## TASK OBJECTIVE:
Determine the number of lines below that contain the string "rows", and state only that number.

★ ★ ★ ★

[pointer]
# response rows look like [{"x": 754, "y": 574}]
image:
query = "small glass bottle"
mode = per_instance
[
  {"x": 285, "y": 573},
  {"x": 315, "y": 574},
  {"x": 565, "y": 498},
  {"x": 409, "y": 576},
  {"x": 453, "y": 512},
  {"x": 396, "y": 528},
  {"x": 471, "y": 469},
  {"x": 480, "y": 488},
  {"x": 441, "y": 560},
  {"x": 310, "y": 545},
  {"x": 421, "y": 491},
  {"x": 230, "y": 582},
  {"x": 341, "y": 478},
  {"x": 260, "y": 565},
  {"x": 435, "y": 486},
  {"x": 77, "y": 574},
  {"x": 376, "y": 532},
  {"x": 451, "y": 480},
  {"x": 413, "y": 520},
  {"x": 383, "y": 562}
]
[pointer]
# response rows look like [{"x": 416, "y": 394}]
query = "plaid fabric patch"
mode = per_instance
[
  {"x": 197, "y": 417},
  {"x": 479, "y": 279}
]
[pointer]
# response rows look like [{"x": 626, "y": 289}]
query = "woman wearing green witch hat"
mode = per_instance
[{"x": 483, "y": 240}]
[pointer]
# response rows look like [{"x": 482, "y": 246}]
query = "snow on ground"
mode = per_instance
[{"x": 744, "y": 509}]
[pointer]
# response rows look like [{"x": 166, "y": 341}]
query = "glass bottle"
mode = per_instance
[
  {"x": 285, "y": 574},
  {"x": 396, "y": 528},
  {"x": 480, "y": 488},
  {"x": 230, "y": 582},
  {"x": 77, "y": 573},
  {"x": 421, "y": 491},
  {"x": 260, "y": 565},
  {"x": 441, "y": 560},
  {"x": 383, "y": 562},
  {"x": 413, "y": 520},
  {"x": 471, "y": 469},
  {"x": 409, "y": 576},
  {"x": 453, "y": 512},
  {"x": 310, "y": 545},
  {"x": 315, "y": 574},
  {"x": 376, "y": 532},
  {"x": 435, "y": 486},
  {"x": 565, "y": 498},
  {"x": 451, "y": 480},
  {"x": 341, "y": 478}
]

★ ★ ★ ★

## RESPONSE TO THE EXERCISE:
5